» **Tarefa 1**
Transcreva, do texto sobre tinderização, o trecho entre "Entendendo sobra a" e "de nosso tempo.", inclusive.
» **Tarefa 2**
Com base no texto sobre tinderização, responda:
(a) Que função o texto atribui a Andrea Iorio?
(b) Qual período de cinco anos é indicado entre parênteses?
(c) Em que pessoa gramatical o autor diz que reescreverá o artigo?
» **Tarefa 3**
Dê seguimento ao texto sobre tinderização a partir do ponto em que ele termina.

» **Trecho selecionado**
Você já ouviu falar em tinderização? A Psicanálise se intromete em tudo. Digo que é uma grande arqueologia viver sendo psicanalista. E a cada dia eu me implico, aprendendo com outros colegas que para essa arte é necessário o “eu”, escrever na terceira pessoa quando tratamos da Psicanálise e sujeitos, é no mínimo desrespeitoso.
Então já lhes digo que o presente artigo contém todo o rigor de uma exímia revisão bibliográfica, porém o reescreverei implicando-me, Sim; a primeira pessoa do singular.
Entendendo sobra a tinderização
Psicanalista que apenas reproduz não deve exercer tão bela ocupação. Talvez deva trabalhar com questões cognitivas do comportamento ou ser um coach, mas deixe o setting. Tenha dignidade e respeito pela saúde mental daqueles que te procuram.
Eu começo o presente texto com a fala de Andrea Iorio – cabeça do aplicativo na América do Sul. Ele afirmou com uma certeza tão profunda que o Tinder seria sustentável em cinco anos, que hoje passados exatos cinco anos (2017 a 2022) eu o considero a maior referência viva em algoritmos de nosso tempo.

» **Trechos dos registros**
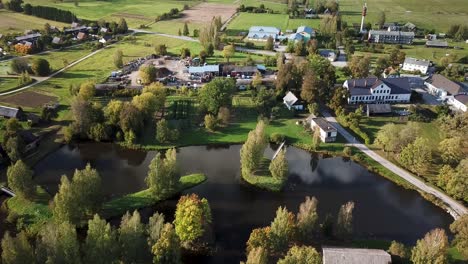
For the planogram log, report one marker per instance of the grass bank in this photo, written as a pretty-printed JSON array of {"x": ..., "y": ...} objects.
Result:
[{"x": 143, "y": 198}]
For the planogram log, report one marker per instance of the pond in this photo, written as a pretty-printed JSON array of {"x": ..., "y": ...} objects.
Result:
[{"x": 383, "y": 210}]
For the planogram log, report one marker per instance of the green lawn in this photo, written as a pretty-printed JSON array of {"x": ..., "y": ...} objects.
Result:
[
  {"x": 430, "y": 14},
  {"x": 11, "y": 22}
]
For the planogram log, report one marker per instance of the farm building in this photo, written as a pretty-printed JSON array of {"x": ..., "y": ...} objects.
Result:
[
  {"x": 335, "y": 255},
  {"x": 391, "y": 37},
  {"x": 412, "y": 64},
  {"x": 328, "y": 133},
  {"x": 259, "y": 33},
  {"x": 378, "y": 91}
]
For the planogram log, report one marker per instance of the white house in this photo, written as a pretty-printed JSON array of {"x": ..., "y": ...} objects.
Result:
[
  {"x": 378, "y": 91},
  {"x": 328, "y": 133},
  {"x": 259, "y": 33},
  {"x": 438, "y": 85},
  {"x": 412, "y": 65},
  {"x": 459, "y": 102}
]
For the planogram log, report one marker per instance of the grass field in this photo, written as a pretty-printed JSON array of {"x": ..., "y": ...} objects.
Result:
[
  {"x": 430, "y": 14},
  {"x": 14, "y": 22}
]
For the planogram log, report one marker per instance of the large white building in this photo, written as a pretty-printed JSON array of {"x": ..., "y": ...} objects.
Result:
[
  {"x": 414, "y": 65},
  {"x": 378, "y": 91}
]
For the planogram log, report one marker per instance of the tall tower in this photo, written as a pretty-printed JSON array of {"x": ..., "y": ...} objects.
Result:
[{"x": 364, "y": 13}]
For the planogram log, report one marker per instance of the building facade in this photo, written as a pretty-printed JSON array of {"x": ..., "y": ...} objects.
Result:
[
  {"x": 391, "y": 37},
  {"x": 377, "y": 91}
]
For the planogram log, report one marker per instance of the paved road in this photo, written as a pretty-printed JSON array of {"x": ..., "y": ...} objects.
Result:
[{"x": 454, "y": 208}]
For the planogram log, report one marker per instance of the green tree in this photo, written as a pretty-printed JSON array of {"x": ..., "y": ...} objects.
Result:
[
  {"x": 301, "y": 255},
  {"x": 132, "y": 240},
  {"x": 163, "y": 175},
  {"x": 210, "y": 122},
  {"x": 40, "y": 67},
  {"x": 58, "y": 243},
  {"x": 257, "y": 256},
  {"x": 228, "y": 52},
  {"x": 282, "y": 229},
  {"x": 186, "y": 31},
  {"x": 344, "y": 224},
  {"x": 451, "y": 150},
  {"x": 307, "y": 218},
  {"x": 216, "y": 94},
  {"x": 460, "y": 229},
  {"x": 20, "y": 180},
  {"x": 155, "y": 228},
  {"x": 167, "y": 248},
  {"x": 192, "y": 217},
  {"x": 279, "y": 167},
  {"x": 118, "y": 59},
  {"x": 17, "y": 250},
  {"x": 432, "y": 249},
  {"x": 101, "y": 242},
  {"x": 270, "y": 43},
  {"x": 417, "y": 156}
]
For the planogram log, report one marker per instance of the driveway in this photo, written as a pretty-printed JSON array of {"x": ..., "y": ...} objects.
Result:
[{"x": 454, "y": 208}]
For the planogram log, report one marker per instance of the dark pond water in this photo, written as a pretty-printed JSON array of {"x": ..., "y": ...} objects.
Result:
[{"x": 383, "y": 210}]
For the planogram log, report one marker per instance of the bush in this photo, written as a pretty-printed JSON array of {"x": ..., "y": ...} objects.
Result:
[{"x": 277, "y": 138}]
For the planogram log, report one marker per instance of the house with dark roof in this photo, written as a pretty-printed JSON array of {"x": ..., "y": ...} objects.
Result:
[
  {"x": 413, "y": 65},
  {"x": 438, "y": 85},
  {"x": 336, "y": 255},
  {"x": 378, "y": 91},
  {"x": 328, "y": 132}
]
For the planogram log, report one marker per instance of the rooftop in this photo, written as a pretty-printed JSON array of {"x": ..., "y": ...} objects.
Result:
[{"x": 334, "y": 255}]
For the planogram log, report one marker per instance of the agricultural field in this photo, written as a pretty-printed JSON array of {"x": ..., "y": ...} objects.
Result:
[
  {"x": 244, "y": 21},
  {"x": 17, "y": 23},
  {"x": 429, "y": 14}
]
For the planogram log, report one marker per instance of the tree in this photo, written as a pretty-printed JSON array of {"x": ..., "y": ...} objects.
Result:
[
  {"x": 398, "y": 251},
  {"x": 19, "y": 65},
  {"x": 259, "y": 238},
  {"x": 147, "y": 74},
  {"x": 270, "y": 45},
  {"x": 417, "y": 156},
  {"x": 451, "y": 150},
  {"x": 344, "y": 224},
  {"x": 282, "y": 229},
  {"x": 87, "y": 90},
  {"x": 224, "y": 115},
  {"x": 167, "y": 248},
  {"x": 155, "y": 228},
  {"x": 310, "y": 88},
  {"x": 122, "y": 26},
  {"x": 118, "y": 60},
  {"x": 257, "y": 255},
  {"x": 360, "y": 66},
  {"x": 307, "y": 218},
  {"x": 252, "y": 151},
  {"x": 216, "y": 94},
  {"x": 132, "y": 240},
  {"x": 161, "y": 49},
  {"x": 79, "y": 198},
  {"x": 186, "y": 31},
  {"x": 58, "y": 243},
  {"x": 432, "y": 249},
  {"x": 16, "y": 250},
  {"x": 101, "y": 242},
  {"x": 228, "y": 52},
  {"x": 460, "y": 229},
  {"x": 301, "y": 255},
  {"x": 192, "y": 217},
  {"x": 40, "y": 67},
  {"x": 381, "y": 19},
  {"x": 163, "y": 175},
  {"x": 20, "y": 180},
  {"x": 279, "y": 167}
]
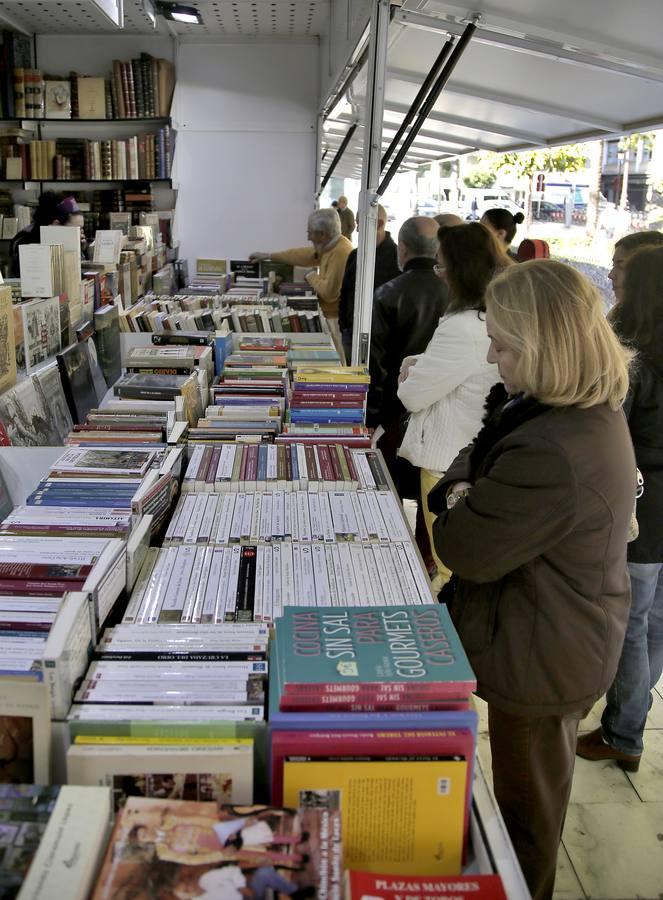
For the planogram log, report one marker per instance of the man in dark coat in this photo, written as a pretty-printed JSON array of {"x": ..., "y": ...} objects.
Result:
[
  {"x": 386, "y": 268},
  {"x": 406, "y": 312}
]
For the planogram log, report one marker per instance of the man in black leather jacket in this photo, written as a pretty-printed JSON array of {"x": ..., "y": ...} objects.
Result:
[
  {"x": 406, "y": 312},
  {"x": 386, "y": 268}
]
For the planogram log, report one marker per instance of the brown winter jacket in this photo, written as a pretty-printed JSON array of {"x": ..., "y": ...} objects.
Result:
[{"x": 539, "y": 546}]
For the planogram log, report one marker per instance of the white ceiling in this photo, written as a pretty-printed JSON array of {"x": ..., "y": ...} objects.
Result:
[
  {"x": 258, "y": 18},
  {"x": 535, "y": 73}
]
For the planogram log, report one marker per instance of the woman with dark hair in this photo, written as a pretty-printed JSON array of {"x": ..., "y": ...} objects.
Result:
[
  {"x": 51, "y": 209},
  {"x": 444, "y": 388},
  {"x": 638, "y": 322},
  {"x": 503, "y": 224}
]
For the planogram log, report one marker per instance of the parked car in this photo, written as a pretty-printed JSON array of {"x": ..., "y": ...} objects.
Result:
[{"x": 545, "y": 211}]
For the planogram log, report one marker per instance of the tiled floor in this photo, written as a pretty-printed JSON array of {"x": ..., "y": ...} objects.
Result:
[{"x": 612, "y": 848}]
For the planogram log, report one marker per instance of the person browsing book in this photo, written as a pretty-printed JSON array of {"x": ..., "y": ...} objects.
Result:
[
  {"x": 638, "y": 321},
  {"x": 51, "y": 210},
  {"x": 444, "y": 387},
  {"x": 329, "y": 254},
  {"x": 503, "y": 224},
  {"x": 386, "y": 268},
  {"x": 533, "y": 519},
  {"x": 406, "y": 311}
]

» **Resposta do exercício 1**
Entendendo sobra a tinderização
Psicanalista que apenas reproduz não deve exercer tão bela ocupação. Talvez deva trabalhar com questões cognitivas do comportamento ou ser um coach, mas deixe o setting. Tenha dignidade e respeito pela saúde mental daqueles que te procuram.
Eu começo o presente texto com a fala de Andrea Iorio – cabeça do aplicativo na América do Sul. Ele afirmou com uma certeza tão profunda que o Tinder seria sustentável em cinco anos, que hoje passados exatos cinco anos (2017 a 2022) eu o considero a maior referência viva em algoritmos de nosso tempo.

» **Resposta do exercício 2**
(a) Cabeça do aplicativo na América do Sul.
(b) De 2017 a 2022.
(c) Na primeira pessoa do singular.

» **Resposta do exercício 3**
Calma lá! Não falo aqui do cara que está no Ita ou na NASA desenvolvendo novos programas para tornar guerras e viagens espaciais mais baratas, e essa última uma realidade pública.
A tinderização e outros aplicativos
Falo do Iorio como o cara que tinderizou nossas vidas e continua fazendo a mesma coisa: iFood, Uber, Zé Delivery, Spotify, Twitter, QuintoAndar, GetNinjas, Hermes Pardini Coleta, BlaBlaCar e tantos outros que fazem nosso dia acontecer e nem percebemos.
Sim, esse mestre em Relações Internacionais destina não meno que três capítulos inteiros para falar sobre o Tinder, mas não como um aplicativo de encontros, como um sistema de algoritmos que coleta, formata (consolida como conhecimento) e depois comercializa, gerando a renda líquida anual de US$ 2,85 bilhões (R$ 14,77 bilhões) – isso em 2022, segundo jornal O Globo de (https://g1.globo.com/tecnologia/noticia/2022/09/15/10-anos-do-tinder-o-futuro-do-app-que-transformou-o-amor-o-sexo-e-as-relacoes.ghtml).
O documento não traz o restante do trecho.